#### WRITTEN PROBLEM 1
Using the excerpt about Pynchon and the film of Inherent Vice, decide whether each statement below agrees with it: (a) Professor Irwin Corey accepted the 1973 National Book Award for Pynchon; (b) Joaquin Phoenix wrote the new Guardian profile; (c) Anderson answers questions about meeting the author openly. Answer yes or no for each and quote the words of the text that settle it.
#### WRITTEN PROBLEM 2
Revise the excerpt about Pynchon and the film of Inherent Vice by writing out the stretch from "When Thomas Pynchon, famously" through "with uncharacteristic evasion." with "camera-shy" changed to "publicity-shy".

When Thomas Pynchon, famously fame-resistant, won the 1973 National Book Award, Professor Irwin Corey accepted on his behalf, offering up his usual high-low mishegoss, the perfect patter to represent the novelist. The amazing Paul Thomas Anderson has based his latest film on the Pynchon novel Inherent Vice. In a new Guardian profile by Mark Kermode, the director is asked about his relationship with the incognizable author. An excerpt:
“One thing Pynchon doesn’t have is a public profile. He is famously camera-shy (even his fleeting Simpsons cameos placed a cartoon paper-bag on his head), and Anderson seems determined not to throw any light on his rumoured involvement with the movie. Although Joaquin Phoenix has stated that Anderson talked regularly with Pynchon, my questions about meeting the author are met with uncharacteristic evasion.
‘He doesn’t meet people,’ Anderson deadpans. ‘I don’t know if he even exists.’
So you don’t know what he thinks of the film?
‘I can only hope that he’s happy it…’
But you didn’t deal directly with him?

#### DATA EXTRACT
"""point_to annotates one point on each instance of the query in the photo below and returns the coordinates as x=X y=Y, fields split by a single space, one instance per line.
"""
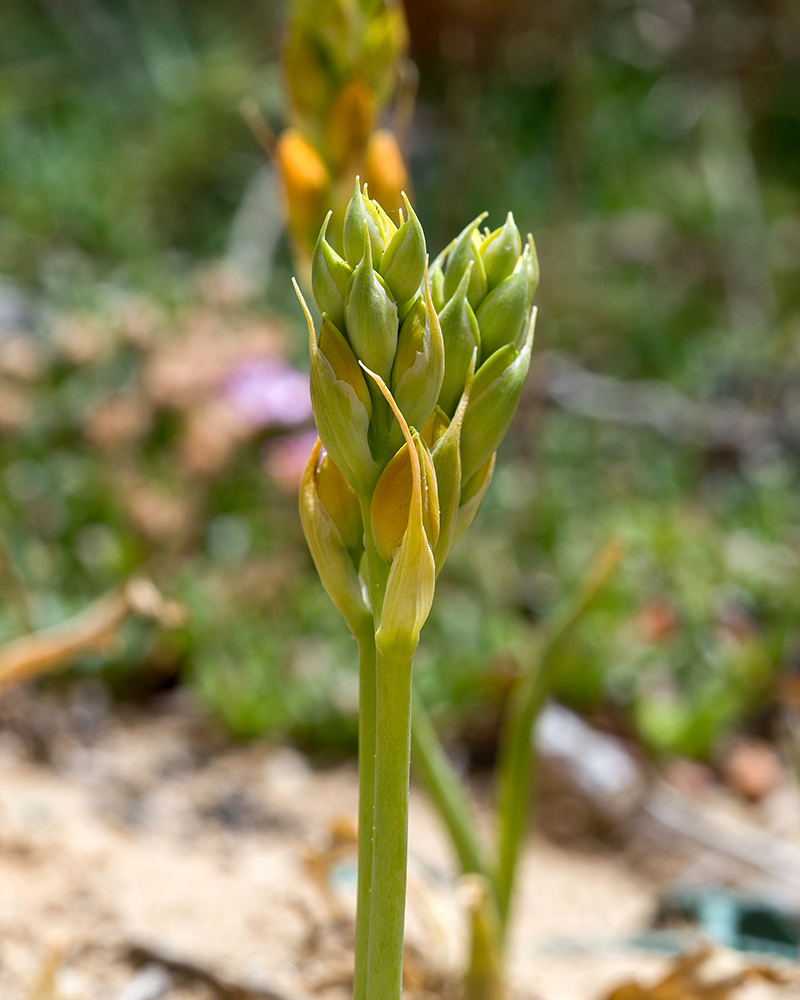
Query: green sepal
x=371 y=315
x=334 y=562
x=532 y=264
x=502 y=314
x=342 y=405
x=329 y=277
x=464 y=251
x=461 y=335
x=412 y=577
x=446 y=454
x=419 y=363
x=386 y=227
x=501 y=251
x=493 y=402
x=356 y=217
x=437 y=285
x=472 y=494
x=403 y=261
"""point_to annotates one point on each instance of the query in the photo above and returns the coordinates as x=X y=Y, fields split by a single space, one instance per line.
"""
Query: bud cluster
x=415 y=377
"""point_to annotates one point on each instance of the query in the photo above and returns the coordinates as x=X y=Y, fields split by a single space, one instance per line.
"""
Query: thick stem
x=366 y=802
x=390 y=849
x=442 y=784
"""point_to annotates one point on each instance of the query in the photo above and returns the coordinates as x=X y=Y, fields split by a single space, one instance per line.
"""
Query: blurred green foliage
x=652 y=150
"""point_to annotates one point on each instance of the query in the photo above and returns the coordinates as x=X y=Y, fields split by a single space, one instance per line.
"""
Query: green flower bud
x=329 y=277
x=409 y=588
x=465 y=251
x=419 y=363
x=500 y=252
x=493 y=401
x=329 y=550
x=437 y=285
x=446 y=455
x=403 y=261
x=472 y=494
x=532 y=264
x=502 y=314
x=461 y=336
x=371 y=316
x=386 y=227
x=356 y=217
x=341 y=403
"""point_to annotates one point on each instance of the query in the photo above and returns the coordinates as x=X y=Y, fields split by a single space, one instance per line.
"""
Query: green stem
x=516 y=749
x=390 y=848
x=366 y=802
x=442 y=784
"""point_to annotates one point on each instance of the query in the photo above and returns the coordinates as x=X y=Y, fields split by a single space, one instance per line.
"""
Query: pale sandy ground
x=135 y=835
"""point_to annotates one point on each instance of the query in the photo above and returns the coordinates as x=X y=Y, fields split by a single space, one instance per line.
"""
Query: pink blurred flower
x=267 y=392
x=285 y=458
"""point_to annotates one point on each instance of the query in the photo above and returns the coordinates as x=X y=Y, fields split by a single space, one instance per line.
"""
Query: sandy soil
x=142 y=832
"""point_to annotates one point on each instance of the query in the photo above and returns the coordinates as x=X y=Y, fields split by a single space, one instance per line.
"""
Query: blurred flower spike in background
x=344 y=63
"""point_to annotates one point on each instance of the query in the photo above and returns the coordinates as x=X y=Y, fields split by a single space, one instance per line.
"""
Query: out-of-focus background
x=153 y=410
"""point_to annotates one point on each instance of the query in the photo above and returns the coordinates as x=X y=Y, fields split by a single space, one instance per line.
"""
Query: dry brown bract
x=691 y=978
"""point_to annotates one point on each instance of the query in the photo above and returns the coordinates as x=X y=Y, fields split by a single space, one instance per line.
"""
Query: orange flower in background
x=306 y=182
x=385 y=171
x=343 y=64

==

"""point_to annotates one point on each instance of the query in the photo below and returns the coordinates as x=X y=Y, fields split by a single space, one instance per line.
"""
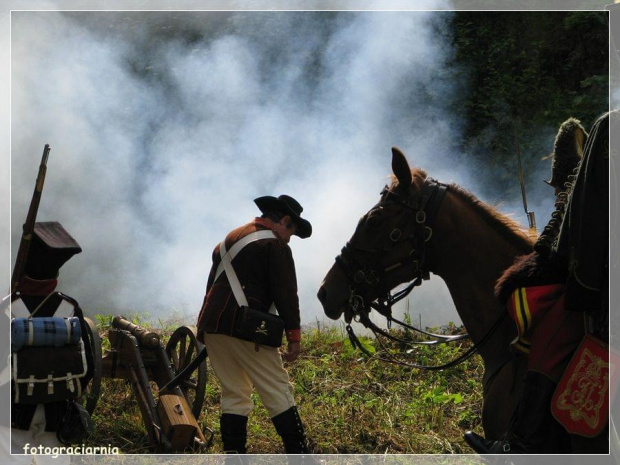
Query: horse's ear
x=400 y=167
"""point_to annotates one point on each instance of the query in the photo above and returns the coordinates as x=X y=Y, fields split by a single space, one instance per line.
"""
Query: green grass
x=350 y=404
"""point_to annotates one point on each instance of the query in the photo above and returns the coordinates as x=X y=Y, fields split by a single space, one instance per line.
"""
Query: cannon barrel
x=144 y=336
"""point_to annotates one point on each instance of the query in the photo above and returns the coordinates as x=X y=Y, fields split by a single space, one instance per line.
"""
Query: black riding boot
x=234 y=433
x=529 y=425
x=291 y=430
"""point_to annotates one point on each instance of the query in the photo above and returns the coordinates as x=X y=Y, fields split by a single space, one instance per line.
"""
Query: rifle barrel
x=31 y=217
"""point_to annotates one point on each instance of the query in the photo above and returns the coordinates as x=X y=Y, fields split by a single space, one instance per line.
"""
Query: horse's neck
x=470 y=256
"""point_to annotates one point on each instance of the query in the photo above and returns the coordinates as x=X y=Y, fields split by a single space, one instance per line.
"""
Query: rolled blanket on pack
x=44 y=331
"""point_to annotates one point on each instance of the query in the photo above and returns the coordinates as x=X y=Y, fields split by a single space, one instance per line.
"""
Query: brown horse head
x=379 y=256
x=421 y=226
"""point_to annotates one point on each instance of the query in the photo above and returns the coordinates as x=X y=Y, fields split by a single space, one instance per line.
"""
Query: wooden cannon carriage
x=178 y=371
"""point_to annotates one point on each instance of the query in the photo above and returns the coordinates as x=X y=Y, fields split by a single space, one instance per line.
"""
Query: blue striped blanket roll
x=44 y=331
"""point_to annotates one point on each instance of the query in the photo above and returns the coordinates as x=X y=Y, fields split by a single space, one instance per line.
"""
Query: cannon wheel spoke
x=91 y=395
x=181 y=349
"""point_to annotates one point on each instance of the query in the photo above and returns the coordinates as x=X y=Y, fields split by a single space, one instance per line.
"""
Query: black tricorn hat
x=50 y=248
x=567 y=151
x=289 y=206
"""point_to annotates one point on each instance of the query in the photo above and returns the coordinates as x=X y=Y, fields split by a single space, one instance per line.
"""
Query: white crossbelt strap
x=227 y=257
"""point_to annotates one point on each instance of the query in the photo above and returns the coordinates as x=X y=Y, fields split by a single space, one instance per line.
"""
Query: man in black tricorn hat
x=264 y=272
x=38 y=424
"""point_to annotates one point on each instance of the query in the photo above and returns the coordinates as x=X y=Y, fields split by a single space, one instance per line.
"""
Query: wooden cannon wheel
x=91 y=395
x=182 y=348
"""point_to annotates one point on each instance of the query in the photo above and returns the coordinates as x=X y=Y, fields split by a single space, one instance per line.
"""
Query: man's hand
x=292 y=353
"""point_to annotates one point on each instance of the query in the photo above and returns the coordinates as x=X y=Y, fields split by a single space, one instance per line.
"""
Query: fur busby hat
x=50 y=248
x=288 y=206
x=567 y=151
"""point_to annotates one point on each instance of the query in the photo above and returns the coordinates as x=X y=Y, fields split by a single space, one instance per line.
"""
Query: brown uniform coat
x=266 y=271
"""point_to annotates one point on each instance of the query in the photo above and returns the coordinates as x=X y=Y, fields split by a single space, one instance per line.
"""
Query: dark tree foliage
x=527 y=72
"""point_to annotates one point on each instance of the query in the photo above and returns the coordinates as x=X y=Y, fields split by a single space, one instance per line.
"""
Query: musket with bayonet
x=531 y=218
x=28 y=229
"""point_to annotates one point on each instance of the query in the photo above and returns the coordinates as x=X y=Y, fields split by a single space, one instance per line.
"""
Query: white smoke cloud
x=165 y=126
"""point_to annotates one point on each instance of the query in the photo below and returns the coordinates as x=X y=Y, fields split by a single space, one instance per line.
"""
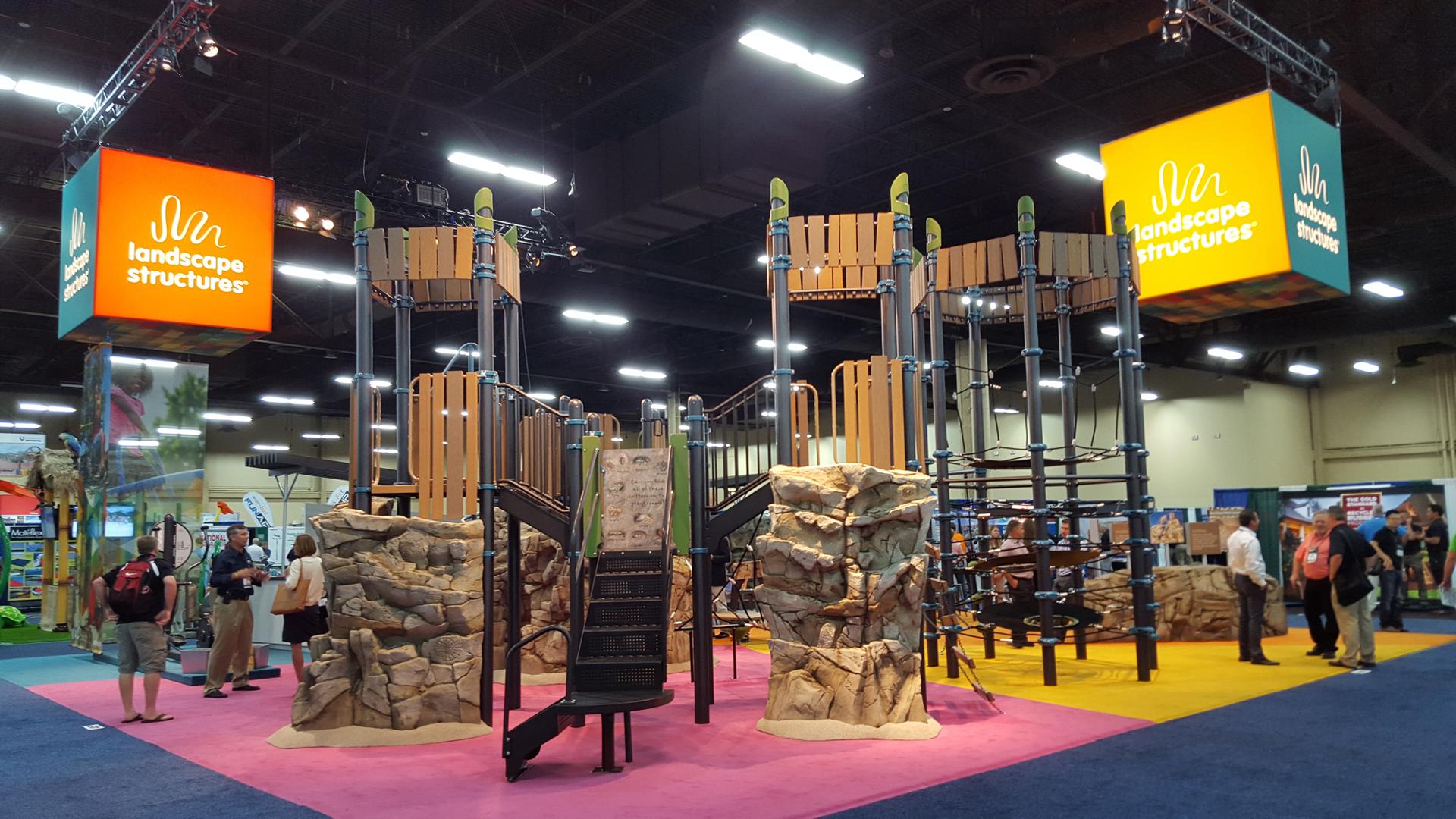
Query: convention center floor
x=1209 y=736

#### REPLY 1
(a) Yes: "Professor Irwin Corey accepted on his behalf"
(b) No: "In a new Guardian profile by Mark Kermode"
(c) No: "my questions about meeting the author are met with uncharacteristic evasion"

#### REPLY 2
When Thomas Pynchon, famously fame-resistant, won the 1973 National Book Award, Professor Irwin Corey accepted on his behalf, offering up his usual high-low mishegoss, the perfect patter to represent the novelist. The amazing Paul Thomas Anderson has based his latest film on the Pynchon novel Inherent Vice. In a new Guardian profile by Mark Kermode, the director is asked about his relationship with the incognizable author. An excerpt:
“One thing Pynchon doesn’t have is a public profile. He is famously publicity-shy (even his fleeting Simpsons cameos placed a cartoon paper-bag on his head), and Anderson seems determined not to throw any light on his rumoured involvement with the movie. Although Joaquin Phoenix has stated that Anderson talked regularly with Pynchon, my questions about meeting the author are met with uncharacteristic evasion.